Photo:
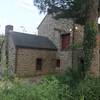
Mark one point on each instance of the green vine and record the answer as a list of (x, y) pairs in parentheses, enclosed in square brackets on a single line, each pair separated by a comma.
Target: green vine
[(89, 44)]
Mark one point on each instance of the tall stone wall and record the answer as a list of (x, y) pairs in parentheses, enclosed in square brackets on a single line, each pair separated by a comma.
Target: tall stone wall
[(11, 55), (53, 29)]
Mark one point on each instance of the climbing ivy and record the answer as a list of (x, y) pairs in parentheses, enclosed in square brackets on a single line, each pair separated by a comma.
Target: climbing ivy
[(89, 43)]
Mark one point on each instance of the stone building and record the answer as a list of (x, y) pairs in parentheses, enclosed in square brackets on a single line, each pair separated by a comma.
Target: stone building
[(57, 47), (60, 32), (26, 54), (68, 38)]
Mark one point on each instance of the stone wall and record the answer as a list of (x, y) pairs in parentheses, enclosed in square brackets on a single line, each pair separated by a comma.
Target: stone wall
[(26, 62), (53, 29), (11, 55)]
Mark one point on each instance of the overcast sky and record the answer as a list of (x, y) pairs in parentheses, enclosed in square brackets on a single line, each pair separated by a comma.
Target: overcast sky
[(19, 13)]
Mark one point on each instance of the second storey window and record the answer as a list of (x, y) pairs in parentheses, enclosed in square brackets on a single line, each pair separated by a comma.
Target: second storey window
[(65, 41), (39, 63)]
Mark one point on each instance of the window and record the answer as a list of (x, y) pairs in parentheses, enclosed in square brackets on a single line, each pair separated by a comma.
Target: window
[(81, 66), (39, 64), (65, 41), (58, 63)]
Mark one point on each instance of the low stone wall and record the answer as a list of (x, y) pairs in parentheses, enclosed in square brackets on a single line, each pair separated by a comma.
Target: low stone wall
[(26, 62)]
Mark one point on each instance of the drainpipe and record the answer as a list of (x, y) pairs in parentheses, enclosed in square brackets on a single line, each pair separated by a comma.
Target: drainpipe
[(8, 29)]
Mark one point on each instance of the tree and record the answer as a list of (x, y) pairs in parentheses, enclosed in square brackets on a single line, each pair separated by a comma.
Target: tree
[(84, 12)]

⁂

• Goal of the exercise:
Rewrite the records from the line that contains "Mark one point on each instance of the tall" down to the line that contains "[(26, 62), (53, 29), (11, 55)]", both included, changing every "stone" to "brick" and leaving everything else unchanged. Give only those lines.

• Response to the exercise:
Mark one point on each instance of the tall brick wall and record the answer as a list of (x, y) pairs in parentheses, enclosed in square brackets on a single line, each pair separated by a comma.
Target: tall brick wall
[(11, 55), (53, 29)]
Mark one point on each instance of the climbing ivy and record the answer as a list of (x, y) pairs in parentheses, enclosed in square brackets on a single line, each pair separated by a comma.
Target: climbing ivy
[(89, 43)]
Mark one point on each instance of the brick building and record the answer as a list of (x, y) pairs in parentheses, enclosed in square brackets on a single line, each pair separated by a comma.
Target: brick building
[(57, 47), (60, 32), (26, 54), (68, 38)]
Mark one point on each instance of the brick wall and record the answer as a list of (x, y) pairs in parentheses, enclosed in square brackets on a single line, each pair separated by a comma.
Target: brick wall
[(26, 62), (53, 29), (11, 55)]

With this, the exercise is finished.